### AANGELEVERDE TEKST
Naar boven ↑

Rechtspraak

Uitspraakdatum

02-12-2019

ECLI

ECLI:NL:TAHVD:2019:231

Zaaknummer

180298

Inhoudsindicatie

Volgens klager heeft verweerder ten onrechte tegen hem een strafrechtelijke aangifte gedaan. Het hof overweegt dat het niet heeft kunnen vaststellen dat verweerder op eigen naam aangifte heeft gedaan. Het hof gaat ervan uit dat verweerder uitsluitend namens zijn cliënt aangifte heeft gedaan en niet zelf. Het hof wijst het verzoek van klager tot het doen van nader onderzoek naar de aangifte jegens hem af. Klacht ongegrond. Bekrachtiging beslissing raad.
######
### VERSTREKTE GEGEVENS
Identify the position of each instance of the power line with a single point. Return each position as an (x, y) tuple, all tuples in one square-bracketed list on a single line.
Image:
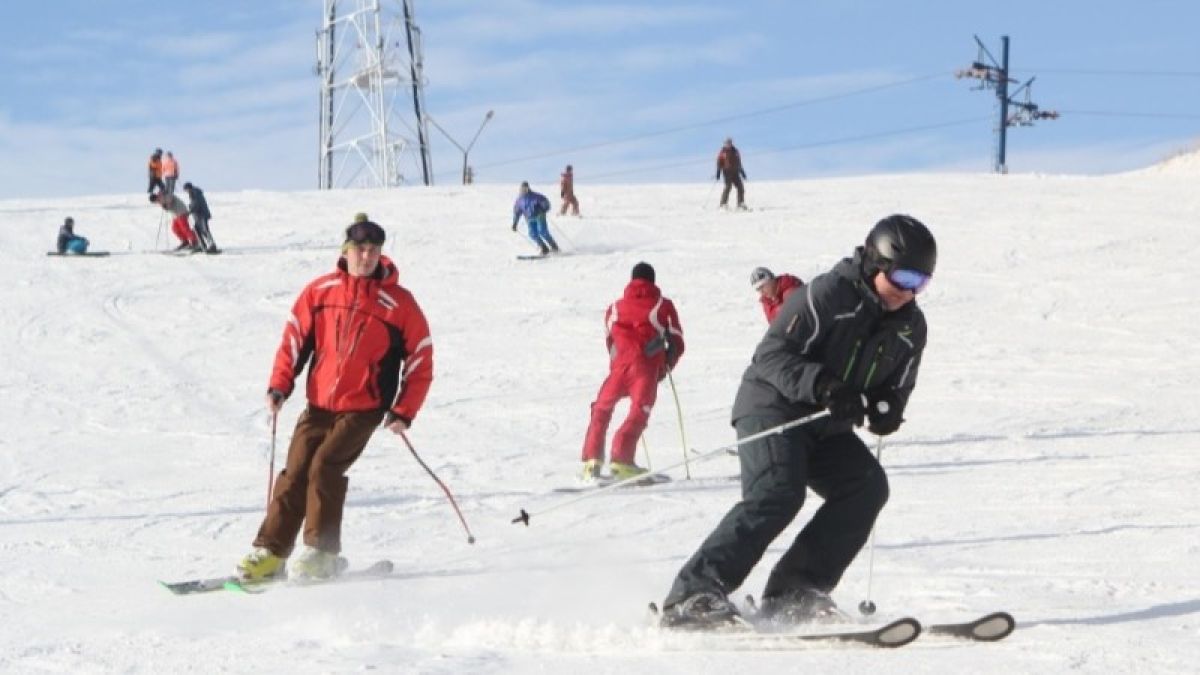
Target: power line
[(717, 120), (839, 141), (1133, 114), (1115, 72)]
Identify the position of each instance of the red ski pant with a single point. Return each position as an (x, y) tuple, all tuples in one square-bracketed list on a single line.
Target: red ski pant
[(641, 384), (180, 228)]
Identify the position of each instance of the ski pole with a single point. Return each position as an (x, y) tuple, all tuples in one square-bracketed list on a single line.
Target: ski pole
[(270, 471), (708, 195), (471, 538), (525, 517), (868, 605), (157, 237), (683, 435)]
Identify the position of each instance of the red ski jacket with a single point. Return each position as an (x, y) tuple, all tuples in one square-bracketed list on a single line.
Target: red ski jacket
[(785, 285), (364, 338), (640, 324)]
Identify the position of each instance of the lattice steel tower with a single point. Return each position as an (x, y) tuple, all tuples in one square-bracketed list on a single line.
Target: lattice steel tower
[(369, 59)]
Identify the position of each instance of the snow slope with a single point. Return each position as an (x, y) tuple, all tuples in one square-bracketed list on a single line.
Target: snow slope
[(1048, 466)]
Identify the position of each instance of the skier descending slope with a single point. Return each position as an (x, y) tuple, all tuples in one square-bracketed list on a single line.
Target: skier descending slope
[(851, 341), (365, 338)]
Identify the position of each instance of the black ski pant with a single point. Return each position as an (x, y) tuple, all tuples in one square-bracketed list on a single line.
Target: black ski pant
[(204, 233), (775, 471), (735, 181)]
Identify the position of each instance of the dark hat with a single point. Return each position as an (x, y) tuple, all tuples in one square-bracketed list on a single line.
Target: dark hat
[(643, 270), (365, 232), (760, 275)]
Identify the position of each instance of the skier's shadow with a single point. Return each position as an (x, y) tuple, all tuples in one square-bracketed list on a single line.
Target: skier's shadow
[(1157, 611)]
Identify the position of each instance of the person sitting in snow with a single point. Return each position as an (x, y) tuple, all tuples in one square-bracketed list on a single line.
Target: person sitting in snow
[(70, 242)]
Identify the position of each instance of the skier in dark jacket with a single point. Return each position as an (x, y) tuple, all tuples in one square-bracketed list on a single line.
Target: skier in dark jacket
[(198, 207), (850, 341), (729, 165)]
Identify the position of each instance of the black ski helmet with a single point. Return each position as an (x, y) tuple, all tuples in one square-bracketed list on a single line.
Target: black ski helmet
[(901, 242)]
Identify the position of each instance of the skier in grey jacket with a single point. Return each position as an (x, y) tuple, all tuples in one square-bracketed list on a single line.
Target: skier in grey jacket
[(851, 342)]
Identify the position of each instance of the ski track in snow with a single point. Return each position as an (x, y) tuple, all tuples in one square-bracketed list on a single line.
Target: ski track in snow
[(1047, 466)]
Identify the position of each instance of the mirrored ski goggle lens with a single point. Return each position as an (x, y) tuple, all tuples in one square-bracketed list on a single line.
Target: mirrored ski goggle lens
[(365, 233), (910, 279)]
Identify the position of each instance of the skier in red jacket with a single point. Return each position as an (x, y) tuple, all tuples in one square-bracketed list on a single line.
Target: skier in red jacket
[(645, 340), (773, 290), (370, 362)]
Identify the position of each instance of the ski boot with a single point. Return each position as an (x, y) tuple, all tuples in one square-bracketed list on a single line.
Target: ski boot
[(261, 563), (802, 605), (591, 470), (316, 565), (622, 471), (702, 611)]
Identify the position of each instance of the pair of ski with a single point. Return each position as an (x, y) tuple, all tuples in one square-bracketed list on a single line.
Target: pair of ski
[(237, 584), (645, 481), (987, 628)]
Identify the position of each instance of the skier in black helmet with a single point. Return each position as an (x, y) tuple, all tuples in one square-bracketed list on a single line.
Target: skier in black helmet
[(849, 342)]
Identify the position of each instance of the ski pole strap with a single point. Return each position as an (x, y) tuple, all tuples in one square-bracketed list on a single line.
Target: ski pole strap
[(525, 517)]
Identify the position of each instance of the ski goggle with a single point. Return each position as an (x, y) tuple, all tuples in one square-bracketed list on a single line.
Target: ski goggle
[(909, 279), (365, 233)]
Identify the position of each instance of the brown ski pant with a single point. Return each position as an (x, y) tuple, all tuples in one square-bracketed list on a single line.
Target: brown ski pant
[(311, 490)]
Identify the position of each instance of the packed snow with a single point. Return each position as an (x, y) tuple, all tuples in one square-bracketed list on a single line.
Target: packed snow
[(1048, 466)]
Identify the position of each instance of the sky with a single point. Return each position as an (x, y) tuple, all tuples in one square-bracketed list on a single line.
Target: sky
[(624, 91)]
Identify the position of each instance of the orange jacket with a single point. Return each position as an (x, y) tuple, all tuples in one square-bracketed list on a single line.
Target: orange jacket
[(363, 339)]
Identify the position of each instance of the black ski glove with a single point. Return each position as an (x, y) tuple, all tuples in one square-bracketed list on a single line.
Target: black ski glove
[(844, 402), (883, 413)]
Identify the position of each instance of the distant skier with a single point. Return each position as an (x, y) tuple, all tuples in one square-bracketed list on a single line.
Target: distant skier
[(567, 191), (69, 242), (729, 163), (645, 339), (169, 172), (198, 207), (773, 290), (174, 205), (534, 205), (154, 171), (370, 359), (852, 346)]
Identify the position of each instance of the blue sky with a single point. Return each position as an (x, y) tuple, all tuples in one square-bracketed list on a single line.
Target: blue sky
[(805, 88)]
######
* DE OPDRACHTEN:
A: Beantwoord aan de hand van de uitspraak de volgende vragen:
(i) Op welke datum is uitspraak gedaan?
(ii) Welk zaaknummer heeft de zaak?
(iii) Wat beslist het hof over het verzoek van klager tot nader onderzoek naar de aangifte jegens hem?
B: Som alle zinnen uit de uitspraak op die beginnen met de woorden "Het hof".
C: Neem uit de uitspraak woordelijk het gedeelte over tussen "ECLI:NL:TAHVD:2019:231" en "Bekrachtiging beslissing raad.", beide inbegrepen.
De gegevens zijn niet nodig om de opdrachten uit te voeren.

* GEGEVEN ANTWOORDEN:
A:
(i) 02-12-2019
(ii) 180298
(iii) Het hof wijst dat verzoek af.

B:
- Het hof overweegt dat het niet heeft kunnen vaststellen dat verweerder op eigen naam aangifte heeft gedaan.
- Het hof gaat ervan uit dat verweerder uitsluitend namens zijn cliënt aangifte heeft gedaan en niet zelf.
- Het hof wijst het verzoek van klager tot het doen van nader onderzoek naar de aangifte jegens hem af.

C:
ECLI:NL:TAHVD:2019:231

Zaaknummer

180298

Inhoudsindicatie

Volgens klager heeft verweerder ten onrechte tegen hem een strafrechtelijke aangifte gedaan. Het hof overweegt dat het niet heeft kunnen vaststellen dat verweerder op eigen naam aangifte heeft gedaan. Het hof gaat ervan uit dat verweerder uitsluitend namens zijn cliënt aangifte heeft gedaan en niet zelf. Het hof wijst het verzoek van klager tot het doen van nader onderzoek naar de aangifte jegens hem af. Klacht ongegrond. Bekrachtiging beslissing raad.